++++ Excerpted text

Ron Howard’s Angels & Demons, sequel to the blockbuster Da Vinci Code from 2006, is what you might call an equal opportunity annoyance – happily misrepresenting theology and science.
Tom Hanks returns as Harvard scholar Robert Langdon, this time summoned to Rome by mysterious Vatican security to investigate the kidnapping of four Cardinals on the eve of the election of a new Pope. A clue (helpfully reading “illuminati”) leads him to believe that a the secret society of scientists and truth-tellers have come to take revenge for their 17th century purging. The Large Hadron Collider (actually working in this piece of fiction) creates a macguffin that could change the shape of Rome as we know it – if not the world.
Hanks, usually so watchable in any kind of rubbish, is sluggish here and Howard’s direction tries heroically to keep flagging interest alive – he really does have great command of pace and tone – but this will not go down in history as his best work.
Nicolas Cage’s recent run of dismal failures is somewhat broken by Knowing (a hokum thriller about the end of the world) yet he still seems miscast as a widower astrophysicist who stumbles on a sheet of paper that seems to predict disasters (air crashes, 9/11, etc) before they happen. This badly written rubbish is made memorable by a couple of thrilling effects set-pieces but they’re not really worth sitting through the rest of it.
After watching New York getting destroyed (again) it was something of a surprise to see, 15 minutes later, the city looking perky and cheerful in the opening scenes of Night at the Museum 2. Ben Stiller is now a successful inventor and infomercial salesperson and he’s lost touch with his friends at the Museum of Natural History. You remember? The ones who come to life at night thanks to an ancient magic tablet. Those ones. But when they are retired and packed off to Washington for storage, he has to go and rescue them from the the many threats awakened at the Smithsonian – including a Colossal Squid which I could’ve sworn was at Te Papa.

++++++++

What the task requires | Summarize the film reviews above in three sentences. Rely on the film reviews above and nothing else.

++++ Dataset entries

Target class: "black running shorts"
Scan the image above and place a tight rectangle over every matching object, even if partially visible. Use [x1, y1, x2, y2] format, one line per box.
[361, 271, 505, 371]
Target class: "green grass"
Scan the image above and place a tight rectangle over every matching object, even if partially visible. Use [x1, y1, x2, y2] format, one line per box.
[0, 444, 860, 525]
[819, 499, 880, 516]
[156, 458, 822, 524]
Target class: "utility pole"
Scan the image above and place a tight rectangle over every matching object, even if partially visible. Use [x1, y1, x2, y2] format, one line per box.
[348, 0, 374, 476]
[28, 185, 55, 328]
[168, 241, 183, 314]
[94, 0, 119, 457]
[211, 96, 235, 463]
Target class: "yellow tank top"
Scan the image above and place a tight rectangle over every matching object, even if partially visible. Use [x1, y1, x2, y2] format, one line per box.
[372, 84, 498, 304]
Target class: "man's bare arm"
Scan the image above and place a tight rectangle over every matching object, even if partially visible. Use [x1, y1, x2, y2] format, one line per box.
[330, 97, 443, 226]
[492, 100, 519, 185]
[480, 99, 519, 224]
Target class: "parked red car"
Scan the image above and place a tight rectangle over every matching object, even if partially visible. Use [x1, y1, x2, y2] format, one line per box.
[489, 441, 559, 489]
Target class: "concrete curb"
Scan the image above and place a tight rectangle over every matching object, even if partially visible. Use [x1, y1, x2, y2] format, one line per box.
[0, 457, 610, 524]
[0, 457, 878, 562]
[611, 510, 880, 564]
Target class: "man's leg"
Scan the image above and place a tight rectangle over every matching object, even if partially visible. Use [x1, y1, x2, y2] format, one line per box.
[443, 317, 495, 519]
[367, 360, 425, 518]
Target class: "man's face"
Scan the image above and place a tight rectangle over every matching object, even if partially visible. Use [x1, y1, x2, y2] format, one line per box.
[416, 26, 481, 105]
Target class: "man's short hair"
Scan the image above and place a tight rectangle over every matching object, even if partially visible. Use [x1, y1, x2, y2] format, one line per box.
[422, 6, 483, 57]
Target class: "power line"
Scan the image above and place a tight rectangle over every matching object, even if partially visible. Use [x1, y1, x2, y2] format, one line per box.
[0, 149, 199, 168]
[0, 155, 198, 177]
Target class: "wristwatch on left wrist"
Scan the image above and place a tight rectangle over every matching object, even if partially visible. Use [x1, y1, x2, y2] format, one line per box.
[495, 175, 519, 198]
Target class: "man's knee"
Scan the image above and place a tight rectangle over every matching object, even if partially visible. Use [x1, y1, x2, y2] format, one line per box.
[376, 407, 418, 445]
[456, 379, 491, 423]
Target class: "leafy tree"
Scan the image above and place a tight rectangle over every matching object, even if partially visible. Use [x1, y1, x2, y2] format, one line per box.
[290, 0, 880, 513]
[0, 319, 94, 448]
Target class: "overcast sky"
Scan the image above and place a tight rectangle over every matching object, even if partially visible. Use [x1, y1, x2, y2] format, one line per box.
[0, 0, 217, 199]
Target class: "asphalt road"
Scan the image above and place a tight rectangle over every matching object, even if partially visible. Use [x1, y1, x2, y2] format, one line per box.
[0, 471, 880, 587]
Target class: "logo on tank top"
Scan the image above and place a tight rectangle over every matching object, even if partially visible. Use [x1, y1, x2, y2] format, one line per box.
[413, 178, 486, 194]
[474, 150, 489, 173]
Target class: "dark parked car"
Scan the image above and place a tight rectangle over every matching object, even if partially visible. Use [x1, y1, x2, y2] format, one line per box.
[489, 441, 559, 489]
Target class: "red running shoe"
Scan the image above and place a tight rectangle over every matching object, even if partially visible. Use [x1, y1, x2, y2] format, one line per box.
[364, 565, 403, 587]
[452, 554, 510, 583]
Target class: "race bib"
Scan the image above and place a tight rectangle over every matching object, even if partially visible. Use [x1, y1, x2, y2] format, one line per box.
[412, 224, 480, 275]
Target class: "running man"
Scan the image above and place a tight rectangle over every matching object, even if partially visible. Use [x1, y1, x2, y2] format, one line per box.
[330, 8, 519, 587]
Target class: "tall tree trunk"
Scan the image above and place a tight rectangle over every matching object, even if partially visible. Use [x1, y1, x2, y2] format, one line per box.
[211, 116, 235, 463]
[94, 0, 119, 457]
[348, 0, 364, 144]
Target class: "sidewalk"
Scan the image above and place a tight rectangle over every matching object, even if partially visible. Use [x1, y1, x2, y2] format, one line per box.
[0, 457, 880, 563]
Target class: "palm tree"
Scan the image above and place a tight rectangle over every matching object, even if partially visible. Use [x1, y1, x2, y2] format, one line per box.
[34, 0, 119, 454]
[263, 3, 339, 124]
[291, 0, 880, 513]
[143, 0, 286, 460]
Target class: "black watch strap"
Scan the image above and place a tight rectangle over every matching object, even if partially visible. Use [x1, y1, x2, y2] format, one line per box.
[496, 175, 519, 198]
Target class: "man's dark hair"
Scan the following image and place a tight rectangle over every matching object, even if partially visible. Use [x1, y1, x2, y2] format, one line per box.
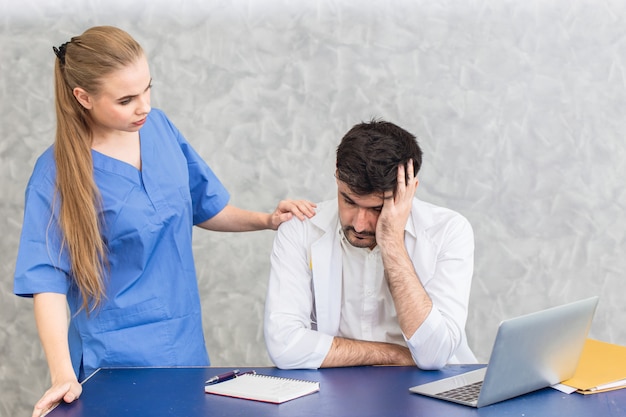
[336, 120, 422, 195]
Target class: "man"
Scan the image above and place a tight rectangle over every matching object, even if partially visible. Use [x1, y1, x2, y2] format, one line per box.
[265, 120, 476, 369]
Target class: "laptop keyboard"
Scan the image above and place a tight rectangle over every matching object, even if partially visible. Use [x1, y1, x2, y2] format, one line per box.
[437, 381, 483, 402]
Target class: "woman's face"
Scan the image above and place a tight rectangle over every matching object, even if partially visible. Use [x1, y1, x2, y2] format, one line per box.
[74, 52, 152, 137]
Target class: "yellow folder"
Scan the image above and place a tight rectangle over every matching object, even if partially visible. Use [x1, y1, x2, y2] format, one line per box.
[563, 339, 626, 394]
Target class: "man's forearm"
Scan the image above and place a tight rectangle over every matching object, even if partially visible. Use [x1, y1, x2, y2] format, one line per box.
[321, 336, 415, 368]
[381, 237, 433, 339]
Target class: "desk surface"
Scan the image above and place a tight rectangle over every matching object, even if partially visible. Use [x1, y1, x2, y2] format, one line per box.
[48, 365, 626, 417]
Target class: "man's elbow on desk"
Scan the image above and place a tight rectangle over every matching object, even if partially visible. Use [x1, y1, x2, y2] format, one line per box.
[266, 330, 333, 369]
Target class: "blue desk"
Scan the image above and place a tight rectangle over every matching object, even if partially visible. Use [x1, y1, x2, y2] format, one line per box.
[48, 365, 626, 417]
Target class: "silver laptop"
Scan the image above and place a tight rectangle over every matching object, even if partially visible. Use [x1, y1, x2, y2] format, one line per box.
[409, 297, 598, 407]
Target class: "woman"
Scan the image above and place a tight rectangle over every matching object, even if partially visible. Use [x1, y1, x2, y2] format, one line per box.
[14, 27, 314, 415]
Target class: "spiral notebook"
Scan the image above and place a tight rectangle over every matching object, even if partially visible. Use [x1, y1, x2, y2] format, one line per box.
[204, 374, 320, 404]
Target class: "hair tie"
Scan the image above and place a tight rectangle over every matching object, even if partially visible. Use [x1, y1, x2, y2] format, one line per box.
[52, 42, 69, 65]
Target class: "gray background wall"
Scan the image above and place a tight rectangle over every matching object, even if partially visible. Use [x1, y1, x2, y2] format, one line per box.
[0, 0, 626, 416]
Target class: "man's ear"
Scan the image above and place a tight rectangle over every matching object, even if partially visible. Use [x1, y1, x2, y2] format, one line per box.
[72, 87, 93, 110]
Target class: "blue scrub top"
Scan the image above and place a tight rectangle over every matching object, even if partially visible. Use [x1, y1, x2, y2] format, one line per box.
[14, 109, 229, 377]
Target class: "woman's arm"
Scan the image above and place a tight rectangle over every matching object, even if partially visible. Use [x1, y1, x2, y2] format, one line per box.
[198, 200, 316, 232]
[33, 293, 83, 417]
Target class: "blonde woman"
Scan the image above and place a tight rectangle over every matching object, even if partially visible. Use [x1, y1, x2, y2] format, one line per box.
[14, 27, 314, 416]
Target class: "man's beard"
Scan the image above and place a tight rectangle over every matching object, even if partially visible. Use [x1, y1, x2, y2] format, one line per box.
[343, 226, 376, 249]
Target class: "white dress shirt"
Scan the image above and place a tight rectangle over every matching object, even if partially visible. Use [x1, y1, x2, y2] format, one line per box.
[264, 198, 476, 369]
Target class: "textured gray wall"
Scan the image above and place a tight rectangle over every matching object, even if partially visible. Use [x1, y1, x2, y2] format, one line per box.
[0, 0, 626, 416]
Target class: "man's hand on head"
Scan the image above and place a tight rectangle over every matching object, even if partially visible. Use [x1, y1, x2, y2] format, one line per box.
[376, 160, 419, 246]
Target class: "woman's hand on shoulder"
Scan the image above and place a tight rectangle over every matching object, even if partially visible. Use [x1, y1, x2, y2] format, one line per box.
[32, 377, 83, 417]
[270, 200, 317, 230]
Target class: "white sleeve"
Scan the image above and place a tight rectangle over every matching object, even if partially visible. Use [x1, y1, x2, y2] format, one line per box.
[264, 218, 333, 369]
[407, 215, 476, 369]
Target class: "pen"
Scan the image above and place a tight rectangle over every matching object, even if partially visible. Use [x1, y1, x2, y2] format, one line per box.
[205, 369, 256, 385]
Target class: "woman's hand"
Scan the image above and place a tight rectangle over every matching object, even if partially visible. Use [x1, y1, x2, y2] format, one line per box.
[32, 375, 83, 417]
[269, 200, 317, 230]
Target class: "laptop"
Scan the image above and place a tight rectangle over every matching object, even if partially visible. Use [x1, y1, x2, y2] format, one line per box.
[409, 296, 598, 408]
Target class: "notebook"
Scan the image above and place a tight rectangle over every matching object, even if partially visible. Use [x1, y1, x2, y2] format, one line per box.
[204, 374, 320, 404]
[409, 297, 598, 407]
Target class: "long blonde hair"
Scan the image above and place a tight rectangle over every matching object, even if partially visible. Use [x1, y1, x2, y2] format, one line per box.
[54, 26, 143, 312]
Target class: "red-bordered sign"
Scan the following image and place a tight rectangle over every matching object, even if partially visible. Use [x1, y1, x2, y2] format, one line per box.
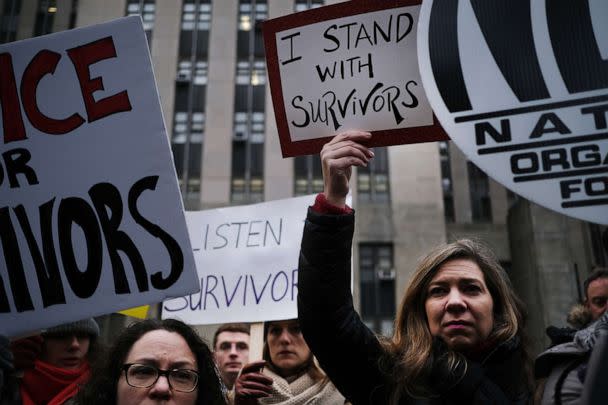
[263, 0, 449, 157]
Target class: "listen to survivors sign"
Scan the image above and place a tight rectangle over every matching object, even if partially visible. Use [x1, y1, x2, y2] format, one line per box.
[418, 0, 608, 225]
[0, 17, 196, 336]
[263, 0, 447, 156]
[162, 196, 344, 325]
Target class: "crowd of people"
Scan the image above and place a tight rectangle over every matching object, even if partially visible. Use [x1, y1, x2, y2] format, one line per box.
[0, 131, 608, 405]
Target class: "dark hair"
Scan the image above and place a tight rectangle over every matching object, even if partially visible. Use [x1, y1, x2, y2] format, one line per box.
[76, 319, 226, 405]
[213, 323, 249, 350]
[583, 267, 608, 300]
[262, 319, 329, 382]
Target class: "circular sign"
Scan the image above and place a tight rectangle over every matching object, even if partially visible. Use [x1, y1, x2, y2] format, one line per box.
[418, 0, 608, 225]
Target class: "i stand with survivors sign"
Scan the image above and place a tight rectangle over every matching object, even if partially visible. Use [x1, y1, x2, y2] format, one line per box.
[263, 0, 447, 156]
[0, 17, 197, 336]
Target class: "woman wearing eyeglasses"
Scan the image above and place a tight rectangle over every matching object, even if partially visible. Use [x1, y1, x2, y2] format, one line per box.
[76, 319, 226, 405]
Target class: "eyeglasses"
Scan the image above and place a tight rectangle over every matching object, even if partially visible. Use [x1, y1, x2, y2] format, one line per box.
[122, 363, 198, 392]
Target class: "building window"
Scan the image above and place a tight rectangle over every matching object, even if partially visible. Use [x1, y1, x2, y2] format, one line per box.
[359, 243, 395, 336]
[293, 0, 325, 12]
[34, 0, 57, 37]
[467, 162, 492, 222]
[231, 0, 268, 203]
[0, 0, 21, 44]
[439, 142, 455, 222]
[357, 147, 389, 202]
[294, 155, 323, 196]
[171, 0, 211, 200]
[126, 0, 156, 46]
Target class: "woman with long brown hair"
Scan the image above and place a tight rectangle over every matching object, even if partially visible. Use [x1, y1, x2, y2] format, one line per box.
[298, 131, 531, 405]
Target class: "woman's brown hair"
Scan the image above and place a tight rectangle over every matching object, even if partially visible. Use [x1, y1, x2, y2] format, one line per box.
[381, 239, 530, 403]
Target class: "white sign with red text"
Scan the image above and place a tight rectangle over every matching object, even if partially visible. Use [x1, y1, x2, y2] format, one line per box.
[0, 17, 197, 336]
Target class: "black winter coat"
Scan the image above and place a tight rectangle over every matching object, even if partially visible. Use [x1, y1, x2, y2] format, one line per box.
[298, 209, 530, 405]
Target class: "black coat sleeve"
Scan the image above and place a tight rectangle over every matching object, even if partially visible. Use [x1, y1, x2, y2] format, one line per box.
[298, 209, 386, 405]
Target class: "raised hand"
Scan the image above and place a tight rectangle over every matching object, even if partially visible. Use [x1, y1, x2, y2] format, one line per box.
[321, 130, 374, 208]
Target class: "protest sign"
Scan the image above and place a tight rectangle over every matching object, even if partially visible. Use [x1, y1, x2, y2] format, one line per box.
[162, 196, 352, 325]
[0, 17, 196, 336]
[263, 0, 447, 156]
[418, 0, 608, 225]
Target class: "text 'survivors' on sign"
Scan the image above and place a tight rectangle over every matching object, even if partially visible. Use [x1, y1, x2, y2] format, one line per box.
[418, 0, 608, 225]
[263, 0, 447, 156]
[162, 196, 332, 325]
[0, 17, 197, 336]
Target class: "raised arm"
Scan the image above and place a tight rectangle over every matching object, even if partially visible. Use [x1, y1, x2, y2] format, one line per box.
[298, 131, 390, 405]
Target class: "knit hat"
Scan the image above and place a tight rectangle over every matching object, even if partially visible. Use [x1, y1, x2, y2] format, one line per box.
[42, 318, 99, 338]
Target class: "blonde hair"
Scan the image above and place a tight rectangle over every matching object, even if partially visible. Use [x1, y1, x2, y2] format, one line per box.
[381, 239, 524, 403]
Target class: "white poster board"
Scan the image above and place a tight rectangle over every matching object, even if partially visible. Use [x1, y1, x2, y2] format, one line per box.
[418, 0, 608, 225]
[0, 17, 196, 336]
[162, 196, 352, 325]
[264, 0, 444, 156]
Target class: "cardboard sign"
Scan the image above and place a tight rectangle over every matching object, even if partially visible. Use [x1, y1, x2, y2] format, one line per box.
[162, 196, 346, 325]
[418, 0, 608, 225]
[263, 0, 447, 156]
[0, 17, 196, 336]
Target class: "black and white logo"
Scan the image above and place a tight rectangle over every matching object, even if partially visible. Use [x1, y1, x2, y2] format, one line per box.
[418, 0, 608, 225]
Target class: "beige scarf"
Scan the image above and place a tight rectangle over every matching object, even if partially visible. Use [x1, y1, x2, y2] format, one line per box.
[258, 368, 348, 405]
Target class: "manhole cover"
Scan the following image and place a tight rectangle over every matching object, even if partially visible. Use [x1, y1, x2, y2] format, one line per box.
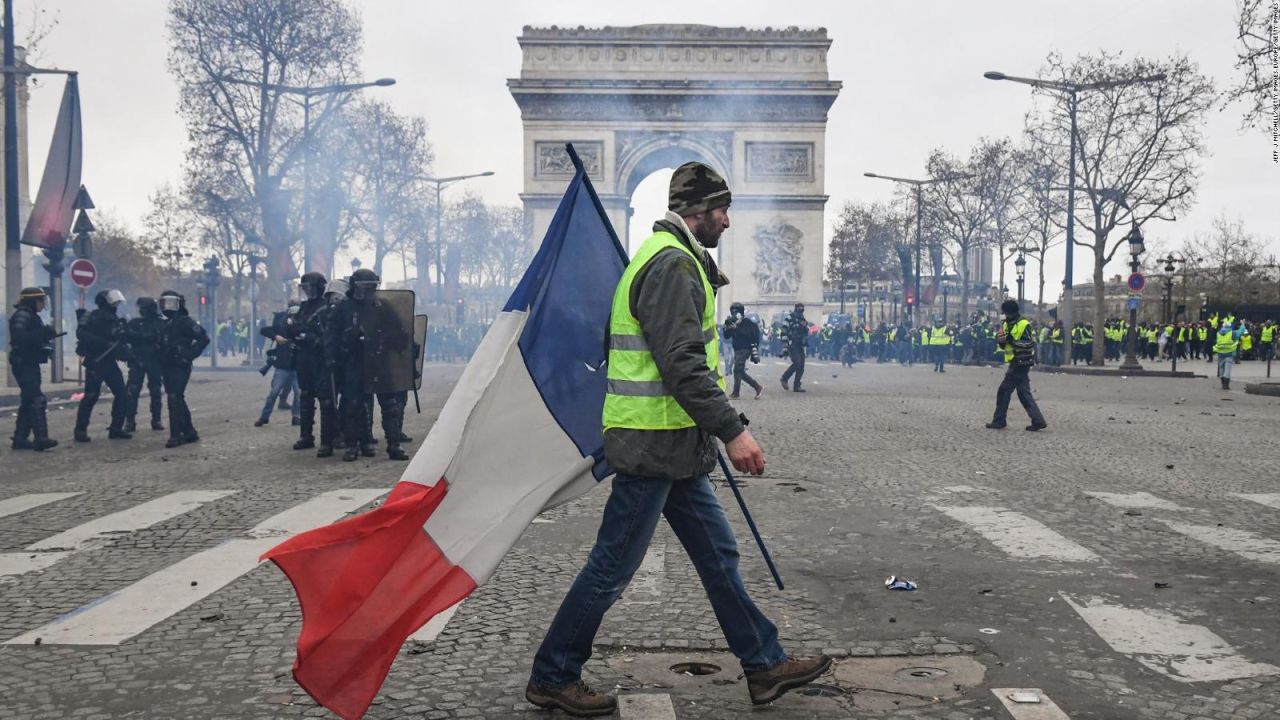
[671, 662, 721, 675]
[797, 683, 845, 697]
[895, 667, 947, 683]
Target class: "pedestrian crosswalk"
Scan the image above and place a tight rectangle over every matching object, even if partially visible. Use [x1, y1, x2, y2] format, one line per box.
[934, 487, 1280, 683]
[0, 488, 387, 646]
[0, 486, 1280, 691]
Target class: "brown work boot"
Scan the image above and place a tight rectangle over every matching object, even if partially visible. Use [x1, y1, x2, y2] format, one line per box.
[525, 680, 618, 717]
[746, 655, 831, 705]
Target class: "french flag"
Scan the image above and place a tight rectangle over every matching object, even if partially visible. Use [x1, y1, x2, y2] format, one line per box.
[262, 146, 627, 720]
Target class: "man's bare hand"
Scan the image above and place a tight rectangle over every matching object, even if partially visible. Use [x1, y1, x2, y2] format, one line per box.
[724, 430, 764, 475]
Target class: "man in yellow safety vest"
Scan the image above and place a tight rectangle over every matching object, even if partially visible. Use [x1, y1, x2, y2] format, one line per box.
[525, 163, 831, 717]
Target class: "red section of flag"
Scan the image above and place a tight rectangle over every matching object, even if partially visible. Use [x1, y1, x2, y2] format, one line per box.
[262, 479, 476, 720]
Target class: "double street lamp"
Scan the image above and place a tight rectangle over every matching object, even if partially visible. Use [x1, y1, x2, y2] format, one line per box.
[218, 77, 396, 272]
[982, 70, 1165, 348]
[416, 170, 493, 305]
[863, 173, 974, 320]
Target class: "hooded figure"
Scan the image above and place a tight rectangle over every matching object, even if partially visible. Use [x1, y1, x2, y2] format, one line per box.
[76, 290, 133, 442]
[987, 300, 1048, 432]
[157, 290, 209, 447]
[124, 297, 165, 433]
[9, 287, 58, 451]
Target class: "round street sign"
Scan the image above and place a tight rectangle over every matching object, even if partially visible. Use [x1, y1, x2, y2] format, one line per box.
[67, 258, 97, 290]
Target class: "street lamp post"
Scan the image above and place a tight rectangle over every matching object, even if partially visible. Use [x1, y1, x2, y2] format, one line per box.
[1120, 224, 1147, 373]
[413, 170, 493, 305]
[863, 173, 974, 324]
[982, 70, 1165, 353]
[218, 77, 396, 272]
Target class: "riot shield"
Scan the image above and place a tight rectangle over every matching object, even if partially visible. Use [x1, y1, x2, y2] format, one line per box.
[352, 290, 417, 392]
[413, 315, 426, 389]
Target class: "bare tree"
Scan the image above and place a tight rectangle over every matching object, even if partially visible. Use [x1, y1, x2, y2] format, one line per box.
[1028, 53, 1216, 365]
[924, 141, 992, 318]
[168, 0, 361, 285]
[1224, 0, 1280, 129]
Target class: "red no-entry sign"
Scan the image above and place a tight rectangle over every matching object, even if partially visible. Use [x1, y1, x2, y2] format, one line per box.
[67, 258, 97, 290]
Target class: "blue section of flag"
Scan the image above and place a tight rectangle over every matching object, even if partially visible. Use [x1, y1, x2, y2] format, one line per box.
[504, 170, 627, 480]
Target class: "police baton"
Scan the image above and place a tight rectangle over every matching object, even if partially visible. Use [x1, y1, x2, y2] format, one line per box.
[716, 448, 782, 589]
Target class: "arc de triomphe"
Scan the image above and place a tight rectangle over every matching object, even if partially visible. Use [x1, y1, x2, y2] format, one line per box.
[507, 24, 841, 316]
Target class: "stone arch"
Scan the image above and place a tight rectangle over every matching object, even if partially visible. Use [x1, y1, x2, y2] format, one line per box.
[507, 24, 841, 316]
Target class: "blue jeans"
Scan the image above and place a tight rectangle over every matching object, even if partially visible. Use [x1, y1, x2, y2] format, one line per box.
[262, 368, 300, 420]
[532, 473, 786, 685]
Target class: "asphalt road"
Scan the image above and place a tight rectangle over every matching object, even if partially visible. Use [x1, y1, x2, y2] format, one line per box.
[0, 359, 1280, 720]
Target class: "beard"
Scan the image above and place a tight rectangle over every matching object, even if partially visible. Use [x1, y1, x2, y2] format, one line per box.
[692, 213, 724, 247]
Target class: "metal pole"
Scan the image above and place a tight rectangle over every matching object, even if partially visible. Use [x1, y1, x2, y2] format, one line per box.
[4, 0, 22, 387]
[1059, 88, 1076, 356]
[911, 184, 924, 324]
[435, 183, 444, 305]
[302, 94, 311, 273]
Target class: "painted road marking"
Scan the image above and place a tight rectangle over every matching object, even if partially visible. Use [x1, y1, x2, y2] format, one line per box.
[408, 602, 462, 643]
[0, 492, 81, 518]
[1084, 491, 1187, 510]
[1161, 520, 1280, 564]
[934, 506, 1101, 562]
[618, 693, 676, 720]
[5, 488, 387, 644]
[991, 688, 1070, 720]
[0, 489, 236, 578]
[1062, 593, 1280, 683]
[27, 489, 236, 550]
[622, 542, 667, 605]
[1231, 492, 1280, 510]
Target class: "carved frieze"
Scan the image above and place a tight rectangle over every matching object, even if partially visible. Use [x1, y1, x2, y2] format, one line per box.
[751, 218, 804, 299]
[746, 142, 814, 182]
[534, 140, 604, 178]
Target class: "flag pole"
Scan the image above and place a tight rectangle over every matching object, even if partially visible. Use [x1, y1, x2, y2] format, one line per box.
[716, 448, 782, 589]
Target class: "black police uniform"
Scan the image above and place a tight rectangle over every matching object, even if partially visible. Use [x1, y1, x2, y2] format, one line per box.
[76, 291, 132, 442]
[124, 297, 165, 433]
[157, 293, 209, 447]
[9, 288, 58, 450]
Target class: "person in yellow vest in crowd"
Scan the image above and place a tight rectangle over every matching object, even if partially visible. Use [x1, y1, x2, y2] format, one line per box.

++++++++

Solution for this exercise | Angels & Demons, the sequel to The Da Vinci Code, is faulted for misrepresenting both theology and science, and Tom Hanks is sluggish as Robert Langdon despite Ron Howard's efforts to keep flagging interest alive. Knowing casts Nicolas Cage, who still seems miscast, as a widower astrophysicist who finds a sheet of paper that predicts disasters, and it is dismissed as badly written, with a couple of thrilling effects set-pieces that don't justify sitting through the rest. Night at the Museum 2 has Ben Stiller, now a successful inventor and infomercial salesperson, rescuing his friends from the Museum of Natural History after they are sent to Washington for storage and face threats awakened at the Smithsonian.